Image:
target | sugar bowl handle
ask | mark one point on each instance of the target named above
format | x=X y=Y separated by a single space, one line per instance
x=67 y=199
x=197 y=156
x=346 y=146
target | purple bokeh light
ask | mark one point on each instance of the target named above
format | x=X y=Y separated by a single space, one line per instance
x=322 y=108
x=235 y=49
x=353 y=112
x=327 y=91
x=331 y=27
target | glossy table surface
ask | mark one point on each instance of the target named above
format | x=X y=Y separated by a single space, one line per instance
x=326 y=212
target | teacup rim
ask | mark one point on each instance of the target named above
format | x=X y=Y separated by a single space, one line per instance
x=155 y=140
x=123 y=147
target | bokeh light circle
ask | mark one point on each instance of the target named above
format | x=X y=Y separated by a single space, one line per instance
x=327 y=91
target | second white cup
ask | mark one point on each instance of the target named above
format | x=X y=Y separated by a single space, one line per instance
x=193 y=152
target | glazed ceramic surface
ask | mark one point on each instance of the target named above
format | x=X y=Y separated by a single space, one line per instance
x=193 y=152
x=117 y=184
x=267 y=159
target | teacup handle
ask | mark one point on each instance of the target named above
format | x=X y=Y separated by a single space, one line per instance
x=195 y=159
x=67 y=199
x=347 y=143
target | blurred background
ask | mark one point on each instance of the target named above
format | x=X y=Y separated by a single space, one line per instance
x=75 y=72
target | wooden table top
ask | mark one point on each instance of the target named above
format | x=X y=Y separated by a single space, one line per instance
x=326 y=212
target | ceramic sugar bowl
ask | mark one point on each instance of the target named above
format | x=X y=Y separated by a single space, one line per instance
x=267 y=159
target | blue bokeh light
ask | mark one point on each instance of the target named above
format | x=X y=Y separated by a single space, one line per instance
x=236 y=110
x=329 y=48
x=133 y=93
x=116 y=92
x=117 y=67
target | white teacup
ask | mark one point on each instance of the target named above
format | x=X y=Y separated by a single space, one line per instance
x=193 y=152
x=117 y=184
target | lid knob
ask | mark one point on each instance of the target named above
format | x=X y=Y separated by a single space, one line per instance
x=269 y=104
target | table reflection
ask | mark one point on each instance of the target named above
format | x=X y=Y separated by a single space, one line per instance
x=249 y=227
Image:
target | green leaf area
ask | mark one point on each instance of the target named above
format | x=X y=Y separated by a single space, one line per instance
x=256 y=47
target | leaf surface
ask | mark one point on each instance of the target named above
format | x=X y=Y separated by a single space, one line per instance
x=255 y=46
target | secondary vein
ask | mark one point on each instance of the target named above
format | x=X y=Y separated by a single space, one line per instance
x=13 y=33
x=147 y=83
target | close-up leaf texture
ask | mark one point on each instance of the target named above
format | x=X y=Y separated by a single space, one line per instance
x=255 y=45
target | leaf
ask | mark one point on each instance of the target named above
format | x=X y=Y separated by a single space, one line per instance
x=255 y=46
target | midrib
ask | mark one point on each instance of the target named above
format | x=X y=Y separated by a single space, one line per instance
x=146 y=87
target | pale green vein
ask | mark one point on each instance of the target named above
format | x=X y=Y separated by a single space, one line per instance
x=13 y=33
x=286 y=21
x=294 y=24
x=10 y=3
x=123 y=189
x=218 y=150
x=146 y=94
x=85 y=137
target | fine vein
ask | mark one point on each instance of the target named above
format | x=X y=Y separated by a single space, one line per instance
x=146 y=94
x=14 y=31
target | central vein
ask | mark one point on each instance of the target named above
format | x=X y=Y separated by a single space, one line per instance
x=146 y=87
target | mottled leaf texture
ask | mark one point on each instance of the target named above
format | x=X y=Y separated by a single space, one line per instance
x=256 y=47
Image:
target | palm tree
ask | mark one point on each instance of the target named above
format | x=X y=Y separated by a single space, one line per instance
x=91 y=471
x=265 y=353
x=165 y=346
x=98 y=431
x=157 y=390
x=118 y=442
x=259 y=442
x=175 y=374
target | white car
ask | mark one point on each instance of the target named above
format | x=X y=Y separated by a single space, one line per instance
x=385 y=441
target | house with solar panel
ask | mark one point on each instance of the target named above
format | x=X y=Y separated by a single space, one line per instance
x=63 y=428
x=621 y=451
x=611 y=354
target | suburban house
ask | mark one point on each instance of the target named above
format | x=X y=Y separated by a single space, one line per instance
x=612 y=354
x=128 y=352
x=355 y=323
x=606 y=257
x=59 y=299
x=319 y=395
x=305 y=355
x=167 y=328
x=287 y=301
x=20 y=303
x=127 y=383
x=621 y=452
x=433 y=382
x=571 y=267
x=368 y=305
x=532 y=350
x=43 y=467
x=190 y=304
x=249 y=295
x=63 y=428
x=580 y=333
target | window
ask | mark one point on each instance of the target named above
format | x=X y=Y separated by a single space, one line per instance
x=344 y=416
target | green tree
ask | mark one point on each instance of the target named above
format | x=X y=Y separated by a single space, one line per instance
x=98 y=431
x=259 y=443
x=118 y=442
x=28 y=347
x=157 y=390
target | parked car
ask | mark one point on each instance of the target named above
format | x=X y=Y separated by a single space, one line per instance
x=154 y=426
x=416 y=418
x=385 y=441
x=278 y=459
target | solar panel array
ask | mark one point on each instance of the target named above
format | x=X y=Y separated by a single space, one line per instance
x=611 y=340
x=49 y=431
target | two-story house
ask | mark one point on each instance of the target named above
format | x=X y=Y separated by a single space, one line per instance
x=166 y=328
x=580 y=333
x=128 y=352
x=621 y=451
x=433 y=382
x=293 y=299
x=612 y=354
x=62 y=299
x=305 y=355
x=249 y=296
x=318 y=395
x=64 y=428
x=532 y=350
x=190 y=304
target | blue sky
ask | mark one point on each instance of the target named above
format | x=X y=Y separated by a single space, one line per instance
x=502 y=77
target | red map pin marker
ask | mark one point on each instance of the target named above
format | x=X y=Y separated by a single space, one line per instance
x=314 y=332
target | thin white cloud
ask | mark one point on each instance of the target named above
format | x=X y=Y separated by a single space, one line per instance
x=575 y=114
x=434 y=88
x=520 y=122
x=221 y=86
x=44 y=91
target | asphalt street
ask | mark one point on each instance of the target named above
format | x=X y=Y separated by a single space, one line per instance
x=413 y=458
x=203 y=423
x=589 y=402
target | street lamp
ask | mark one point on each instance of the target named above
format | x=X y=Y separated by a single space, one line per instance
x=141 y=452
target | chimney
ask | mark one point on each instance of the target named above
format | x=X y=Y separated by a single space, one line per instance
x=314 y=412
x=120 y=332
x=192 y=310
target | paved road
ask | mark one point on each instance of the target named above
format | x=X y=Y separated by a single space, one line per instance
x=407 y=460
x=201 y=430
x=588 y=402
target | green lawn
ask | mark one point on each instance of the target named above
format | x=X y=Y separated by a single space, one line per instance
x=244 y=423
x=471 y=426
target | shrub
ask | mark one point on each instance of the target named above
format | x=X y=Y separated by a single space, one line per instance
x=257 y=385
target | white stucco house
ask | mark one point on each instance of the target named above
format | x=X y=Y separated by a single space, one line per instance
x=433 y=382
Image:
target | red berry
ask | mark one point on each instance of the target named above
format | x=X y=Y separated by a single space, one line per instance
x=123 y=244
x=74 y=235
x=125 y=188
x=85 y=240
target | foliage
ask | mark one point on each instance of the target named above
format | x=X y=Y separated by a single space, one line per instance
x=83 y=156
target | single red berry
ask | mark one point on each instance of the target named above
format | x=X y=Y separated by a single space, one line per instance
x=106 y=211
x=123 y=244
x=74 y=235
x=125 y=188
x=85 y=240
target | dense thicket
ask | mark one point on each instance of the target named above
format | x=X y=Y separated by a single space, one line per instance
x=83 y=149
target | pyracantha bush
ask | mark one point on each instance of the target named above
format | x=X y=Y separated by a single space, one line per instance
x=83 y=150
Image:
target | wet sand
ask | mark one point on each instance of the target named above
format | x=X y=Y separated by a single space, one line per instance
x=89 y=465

[TO BE DONE]
Look above for the line containing "target | paved road"; copy from it through the last line, exactly, and nothing more.

[TASK RESULT]
target | paved road
ask | mark one point on each instance of the target named above
format | x=X y=Y separated by a single space, one line per instance
x=407 y=460
x=201 y=430
x=588 y=402
target | green lawn
ask | mark one point on each instance of the target named above
format | x=X y=Y separated by a single space, one line per instance
x=244 y=423
x=471 y=426
target | shrub
ask | mark one point on each instance of the target named above
format | x=X y=Y separated by a single space, one line per instance
x=257 y=385
target | white stucco house
ask | mark one point on each instance of the target named above
format | x=X y=Y separated by a single space, one line per instance
x=433 y=382
Image:
target | red berry
ask | mark one point on each instance of the target named above
format | x=X y=Y separated by a single space, one line per instance
x=123 y=244
x=74 y=235
x=125 y=188
x=85 y=240
target | foliage
ask | mark one point on each instance of the target named above
format | x=X y=Y separated by a single space, one line per instance
x=83 y=156
target | single red berry
ask | mark one point on each instance of the target named above
format | x=X y=Y separated by a single space, one line per instance
x=106 y=211
x=123 y=244
x=74 y=235
x=125 y=188
x=85 y=240
target | dense thicket
ask | mark one point on each instance of the target named above
format | x=X y=Y separated by a single space, one line per instance
x=83 y=149
target | pyracantha bush
ask | mark one point on each instance of the target named above
format | x=X y=Y separated by a single space, one line per instance
x=83 y=150
Image:
target | wet sand
ask | mark one point on each instance of the target named above
format | x=X y=Y separated by a single space, one line per instance
x=89 y=465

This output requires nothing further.